**Exercise task**
Return every line of the entries below that contains the string "flare".

**Point annotation entries**
+++

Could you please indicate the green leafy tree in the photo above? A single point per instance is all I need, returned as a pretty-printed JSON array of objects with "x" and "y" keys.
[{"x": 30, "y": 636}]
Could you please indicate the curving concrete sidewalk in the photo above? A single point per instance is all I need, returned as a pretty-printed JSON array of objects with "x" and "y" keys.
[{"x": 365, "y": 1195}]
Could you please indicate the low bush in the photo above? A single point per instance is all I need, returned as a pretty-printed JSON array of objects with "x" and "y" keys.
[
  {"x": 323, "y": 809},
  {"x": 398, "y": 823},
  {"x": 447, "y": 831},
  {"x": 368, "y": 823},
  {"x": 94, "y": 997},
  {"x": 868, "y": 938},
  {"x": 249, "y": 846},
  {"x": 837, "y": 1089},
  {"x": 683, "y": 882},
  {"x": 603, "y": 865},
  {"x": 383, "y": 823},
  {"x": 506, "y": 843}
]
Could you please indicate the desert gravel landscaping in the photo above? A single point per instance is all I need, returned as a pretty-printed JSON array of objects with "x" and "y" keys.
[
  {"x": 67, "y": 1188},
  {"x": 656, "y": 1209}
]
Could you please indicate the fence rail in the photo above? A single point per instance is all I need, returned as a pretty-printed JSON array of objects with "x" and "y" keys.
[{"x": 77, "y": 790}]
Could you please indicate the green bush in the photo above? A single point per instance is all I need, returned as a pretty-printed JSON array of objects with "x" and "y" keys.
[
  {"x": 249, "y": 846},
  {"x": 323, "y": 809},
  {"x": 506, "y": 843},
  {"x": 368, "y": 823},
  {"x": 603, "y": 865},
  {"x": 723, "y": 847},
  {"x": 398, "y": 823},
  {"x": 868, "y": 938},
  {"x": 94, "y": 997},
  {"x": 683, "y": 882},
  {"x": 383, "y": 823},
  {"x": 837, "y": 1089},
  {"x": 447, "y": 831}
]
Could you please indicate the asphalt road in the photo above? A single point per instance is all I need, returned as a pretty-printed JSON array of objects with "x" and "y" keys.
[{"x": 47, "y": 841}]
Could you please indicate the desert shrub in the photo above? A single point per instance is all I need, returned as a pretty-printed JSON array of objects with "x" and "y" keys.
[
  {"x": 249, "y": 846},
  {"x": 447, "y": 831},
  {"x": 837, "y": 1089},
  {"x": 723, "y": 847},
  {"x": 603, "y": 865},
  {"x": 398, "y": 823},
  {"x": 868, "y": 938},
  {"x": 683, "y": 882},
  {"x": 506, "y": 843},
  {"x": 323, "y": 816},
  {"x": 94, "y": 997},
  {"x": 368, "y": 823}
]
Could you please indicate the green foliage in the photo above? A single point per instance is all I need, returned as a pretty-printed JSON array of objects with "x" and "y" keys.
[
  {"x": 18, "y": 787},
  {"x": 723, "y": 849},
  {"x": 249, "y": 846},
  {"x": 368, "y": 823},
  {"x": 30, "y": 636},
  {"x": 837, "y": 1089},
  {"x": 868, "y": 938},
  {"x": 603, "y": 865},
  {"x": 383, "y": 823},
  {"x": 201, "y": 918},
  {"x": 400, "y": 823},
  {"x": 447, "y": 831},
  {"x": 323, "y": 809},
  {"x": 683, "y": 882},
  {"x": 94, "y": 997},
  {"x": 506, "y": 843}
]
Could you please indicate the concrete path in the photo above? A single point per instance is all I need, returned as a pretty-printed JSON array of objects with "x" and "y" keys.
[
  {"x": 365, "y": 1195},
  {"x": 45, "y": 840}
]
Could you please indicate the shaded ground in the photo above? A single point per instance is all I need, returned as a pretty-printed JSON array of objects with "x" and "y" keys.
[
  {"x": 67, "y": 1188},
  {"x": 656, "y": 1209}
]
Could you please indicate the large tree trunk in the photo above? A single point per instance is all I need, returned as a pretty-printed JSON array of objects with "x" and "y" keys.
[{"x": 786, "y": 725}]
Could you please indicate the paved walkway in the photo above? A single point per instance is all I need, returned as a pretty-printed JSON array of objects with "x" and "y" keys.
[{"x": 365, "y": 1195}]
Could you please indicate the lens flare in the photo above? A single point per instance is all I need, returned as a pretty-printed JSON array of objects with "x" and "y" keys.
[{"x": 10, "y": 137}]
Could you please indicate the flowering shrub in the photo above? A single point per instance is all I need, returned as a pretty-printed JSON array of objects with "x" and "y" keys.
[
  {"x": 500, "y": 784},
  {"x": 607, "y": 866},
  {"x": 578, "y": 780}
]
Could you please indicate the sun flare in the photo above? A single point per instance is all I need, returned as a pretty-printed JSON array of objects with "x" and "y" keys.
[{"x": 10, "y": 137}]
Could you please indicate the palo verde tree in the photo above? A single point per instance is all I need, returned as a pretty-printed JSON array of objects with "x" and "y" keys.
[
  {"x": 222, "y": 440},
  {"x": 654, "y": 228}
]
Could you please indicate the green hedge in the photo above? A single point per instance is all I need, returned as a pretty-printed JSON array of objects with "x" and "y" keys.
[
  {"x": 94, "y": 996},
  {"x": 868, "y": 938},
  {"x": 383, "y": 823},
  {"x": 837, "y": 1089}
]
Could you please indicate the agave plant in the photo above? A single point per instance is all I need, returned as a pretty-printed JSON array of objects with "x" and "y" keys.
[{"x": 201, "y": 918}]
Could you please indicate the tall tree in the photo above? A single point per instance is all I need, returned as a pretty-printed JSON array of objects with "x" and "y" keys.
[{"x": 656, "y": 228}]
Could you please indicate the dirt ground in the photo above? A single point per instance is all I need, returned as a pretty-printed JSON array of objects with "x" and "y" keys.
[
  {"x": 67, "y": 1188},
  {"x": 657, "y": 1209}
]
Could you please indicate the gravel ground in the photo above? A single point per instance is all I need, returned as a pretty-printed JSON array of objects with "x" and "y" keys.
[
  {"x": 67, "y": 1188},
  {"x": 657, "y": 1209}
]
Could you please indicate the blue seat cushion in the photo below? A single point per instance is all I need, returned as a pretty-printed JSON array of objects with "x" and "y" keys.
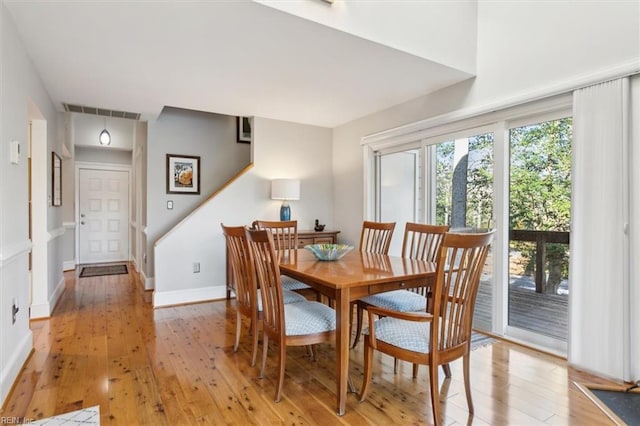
[
  {"x": 410, "y": 335},
  {"x": 289, "y": 283},
  {"x": 398, "y": 300},
  {"x": 308, "y": 318},
  {"x": 287, "y": 297}
]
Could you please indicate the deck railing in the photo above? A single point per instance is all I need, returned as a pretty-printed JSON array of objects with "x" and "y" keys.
[{"x": 541, "y": 238}]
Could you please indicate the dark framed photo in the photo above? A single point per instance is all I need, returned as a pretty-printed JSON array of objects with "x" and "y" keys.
[
  {"x": 244, "y": 129},
  {"x": 183, "y": 174}
]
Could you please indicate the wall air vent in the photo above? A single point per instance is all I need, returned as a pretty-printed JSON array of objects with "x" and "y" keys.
[{"x": 101, "y": 111}]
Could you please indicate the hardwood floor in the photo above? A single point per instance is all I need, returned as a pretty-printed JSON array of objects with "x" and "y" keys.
[{"x": 105, "y": 345}]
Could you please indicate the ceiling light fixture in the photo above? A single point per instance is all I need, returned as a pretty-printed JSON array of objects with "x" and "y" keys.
[{"x": 105, "y": 136}]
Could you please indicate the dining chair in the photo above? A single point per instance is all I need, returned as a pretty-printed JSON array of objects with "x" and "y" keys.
[
  {"x": 296, "y": 324},
  {"x": 376, "y": 237},
  {"x": 421, "y": 241},
  {"x": 285, "y": 237},
  {"x": 248, "y": 299},
  {"x": 444, "y": 335}
]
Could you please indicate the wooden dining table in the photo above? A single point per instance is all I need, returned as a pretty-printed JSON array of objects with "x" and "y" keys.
[{"x": 347, "y": 279}]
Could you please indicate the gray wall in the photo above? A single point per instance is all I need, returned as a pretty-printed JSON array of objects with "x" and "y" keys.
[{"x": 210, "y": 136}]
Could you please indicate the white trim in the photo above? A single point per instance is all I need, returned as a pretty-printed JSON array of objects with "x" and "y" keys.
[
  {"x": 13, "y": 252},
  {"x": 194, "y": 295},
  {"x": 55, "y": 233},
  {"x": 44, "y": 310},
  {"x": 626, "y": 215},
  {"x": 624, "y": 69},
  {"x": 40, "y": 311},
  {"x": 148, "y": 282},
  {"x": 14, "y": 364}
]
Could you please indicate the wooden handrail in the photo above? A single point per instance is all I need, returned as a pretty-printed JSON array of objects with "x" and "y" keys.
[
  {"x": 241, "y": 172},
  {"x": 541, "y": 238}
]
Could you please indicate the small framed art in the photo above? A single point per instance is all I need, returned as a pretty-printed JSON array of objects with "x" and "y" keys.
[{"x": 183, "y": 174}]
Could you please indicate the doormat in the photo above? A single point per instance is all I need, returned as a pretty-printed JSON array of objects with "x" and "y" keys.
[
  {"x": 96, "y": 271},
  {"x": 84, "y": 417},
  {"x": 620, "y": 403}
]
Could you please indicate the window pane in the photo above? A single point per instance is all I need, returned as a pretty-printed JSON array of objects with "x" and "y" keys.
[{"x": 539, "y": 214}]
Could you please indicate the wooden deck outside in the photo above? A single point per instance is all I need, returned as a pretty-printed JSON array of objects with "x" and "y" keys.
[{"x": 542, "y": 313}]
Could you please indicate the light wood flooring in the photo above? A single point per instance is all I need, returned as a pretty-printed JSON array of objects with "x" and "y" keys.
[{"x": 105, "y": 345}]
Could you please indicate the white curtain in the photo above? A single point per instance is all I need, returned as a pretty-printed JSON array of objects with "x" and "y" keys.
[
  {"x": 599, "y": 307},
  {"x": 634, "y": 231}
]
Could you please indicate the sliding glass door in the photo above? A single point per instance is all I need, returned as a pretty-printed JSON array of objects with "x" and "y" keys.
[
  {"x": 448, "y": 180},
  {"x": 539, "y": 224}
]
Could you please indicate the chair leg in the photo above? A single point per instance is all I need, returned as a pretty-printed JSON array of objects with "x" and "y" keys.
[
  {"x": 265, "y": 347},
  {"x": 447, "y": 370},
  {"x": 368, "y": 361},
  {"x": 282, "y": 357},
  {"x": 359, "y": 311},
  {"x": 254, "y": 332},
  {"x": 466, "y": 361},
  {"x": 435, "y": 393},
  {"x": 238, "y": 330}
]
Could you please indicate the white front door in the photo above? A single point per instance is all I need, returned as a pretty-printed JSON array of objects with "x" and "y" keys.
[{"x": 104, "y": 216}]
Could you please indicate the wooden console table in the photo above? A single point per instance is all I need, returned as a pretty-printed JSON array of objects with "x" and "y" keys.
[{"x": 304, "y": 238}]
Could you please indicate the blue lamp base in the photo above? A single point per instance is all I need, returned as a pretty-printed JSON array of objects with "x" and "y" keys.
[{"x": 285, "y": 212}]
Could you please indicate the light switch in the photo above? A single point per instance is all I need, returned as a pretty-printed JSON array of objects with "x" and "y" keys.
[{"x": 14, "y": 155}]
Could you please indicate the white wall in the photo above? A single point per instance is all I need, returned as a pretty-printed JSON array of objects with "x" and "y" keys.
[
  {"x": 20, "y": 85},
  {"x": 281, "y": 150},
  {"x": 526, "y": 51}
]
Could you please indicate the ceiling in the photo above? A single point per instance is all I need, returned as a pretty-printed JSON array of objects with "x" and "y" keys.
[{"x": 235, "y": 58}]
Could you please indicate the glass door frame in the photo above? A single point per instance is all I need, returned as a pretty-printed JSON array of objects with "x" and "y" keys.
[{"x": 498, "y": 123}]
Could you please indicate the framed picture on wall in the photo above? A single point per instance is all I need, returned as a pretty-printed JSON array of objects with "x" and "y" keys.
[
  {"x": 244, "y": 129},
  {"x": 56, "y": 183},
  {"x": 183, "y": 174}
]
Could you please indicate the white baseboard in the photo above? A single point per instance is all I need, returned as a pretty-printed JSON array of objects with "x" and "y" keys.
[
  {"x": 43, "y": 310},
  {"x": 194, "y": 295},
  {"x": 149, "y": 283},
  {"x": 11, "y": 369}
]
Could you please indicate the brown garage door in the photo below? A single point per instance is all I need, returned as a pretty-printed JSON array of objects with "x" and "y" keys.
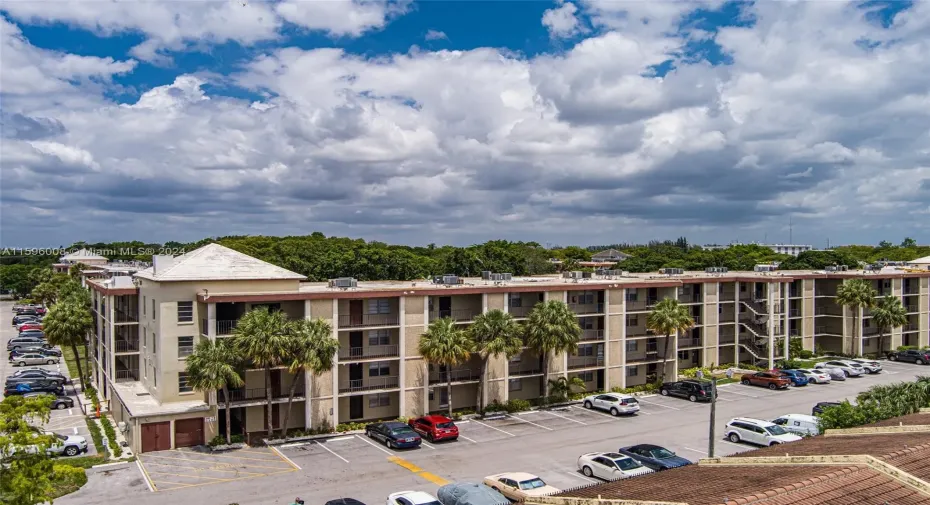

+++

**Problem solution**
Could you please indicate the lens flare in the photo above? A single point per instance is all I need, returned as a pretty-printed JSON array of objects with "x" and "y" keys.
Could you please indicate the sun flare in the photo above? A single point per instance is all I need, returned as a pretty-printed JSON array of objects with "x" and "y" keys.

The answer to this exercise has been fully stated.